▶ _AIM OF THE EXERCISE_
Return exactly the final stretch of the records below, opening with the line that contains "exit sign in the image above." and closing with the last line.

▶ _Stored items from a collection_
^^^^

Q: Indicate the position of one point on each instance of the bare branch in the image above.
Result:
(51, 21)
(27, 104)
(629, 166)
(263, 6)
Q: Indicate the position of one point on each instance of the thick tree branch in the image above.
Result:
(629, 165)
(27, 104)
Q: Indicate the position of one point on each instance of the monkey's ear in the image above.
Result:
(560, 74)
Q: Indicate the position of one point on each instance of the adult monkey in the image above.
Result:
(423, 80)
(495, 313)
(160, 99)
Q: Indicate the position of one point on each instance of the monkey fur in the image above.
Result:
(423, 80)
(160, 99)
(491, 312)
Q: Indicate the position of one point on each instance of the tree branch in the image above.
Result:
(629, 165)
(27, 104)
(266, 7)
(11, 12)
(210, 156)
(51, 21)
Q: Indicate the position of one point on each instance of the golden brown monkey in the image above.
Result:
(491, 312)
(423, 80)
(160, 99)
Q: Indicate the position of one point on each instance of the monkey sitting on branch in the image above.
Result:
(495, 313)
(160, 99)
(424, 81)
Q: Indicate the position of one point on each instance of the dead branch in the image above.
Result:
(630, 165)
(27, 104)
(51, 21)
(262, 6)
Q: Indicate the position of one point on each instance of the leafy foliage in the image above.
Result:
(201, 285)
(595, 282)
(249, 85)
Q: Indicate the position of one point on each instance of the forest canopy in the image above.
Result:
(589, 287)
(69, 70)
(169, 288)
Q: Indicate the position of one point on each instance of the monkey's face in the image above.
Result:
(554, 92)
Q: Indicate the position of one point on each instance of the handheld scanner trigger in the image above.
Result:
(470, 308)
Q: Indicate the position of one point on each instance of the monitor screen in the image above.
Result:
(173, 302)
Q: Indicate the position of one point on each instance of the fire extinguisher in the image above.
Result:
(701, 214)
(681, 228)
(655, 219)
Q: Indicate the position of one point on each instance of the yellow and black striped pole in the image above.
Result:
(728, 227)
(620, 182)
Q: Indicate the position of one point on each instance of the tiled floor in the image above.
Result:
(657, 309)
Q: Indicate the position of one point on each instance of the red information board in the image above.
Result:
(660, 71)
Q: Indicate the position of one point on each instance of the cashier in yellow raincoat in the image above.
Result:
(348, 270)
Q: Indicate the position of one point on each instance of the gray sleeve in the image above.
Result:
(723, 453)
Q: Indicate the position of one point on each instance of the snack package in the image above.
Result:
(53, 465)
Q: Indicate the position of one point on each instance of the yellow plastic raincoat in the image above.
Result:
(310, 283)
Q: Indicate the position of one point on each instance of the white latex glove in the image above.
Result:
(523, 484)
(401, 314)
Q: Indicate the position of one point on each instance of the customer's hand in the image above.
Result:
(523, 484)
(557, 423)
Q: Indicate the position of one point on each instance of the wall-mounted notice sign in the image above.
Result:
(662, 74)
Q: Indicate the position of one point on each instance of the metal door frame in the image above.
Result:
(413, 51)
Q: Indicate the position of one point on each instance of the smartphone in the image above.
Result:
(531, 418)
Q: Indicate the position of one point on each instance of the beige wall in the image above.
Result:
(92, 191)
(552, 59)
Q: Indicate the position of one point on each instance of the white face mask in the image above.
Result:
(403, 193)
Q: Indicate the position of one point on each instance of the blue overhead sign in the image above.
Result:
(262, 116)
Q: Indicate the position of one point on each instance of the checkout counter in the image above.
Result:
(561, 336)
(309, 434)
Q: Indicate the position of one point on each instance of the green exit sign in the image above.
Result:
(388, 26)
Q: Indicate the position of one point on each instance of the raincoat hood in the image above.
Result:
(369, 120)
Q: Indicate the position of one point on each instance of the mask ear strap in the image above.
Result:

^^^^

▶ _ANSWER TO THE PROBLEM_
Q: Indicate the position of one point on each instance of the green exit sign in the image above.
Result:
(388, 26)
Q: Indicate the position of one point on each instance of the raincoat hood in the image above.
Result:
(369, 120)
Q: Indicate the position of one point on each instance of the mask ear strap in the image above.
Result:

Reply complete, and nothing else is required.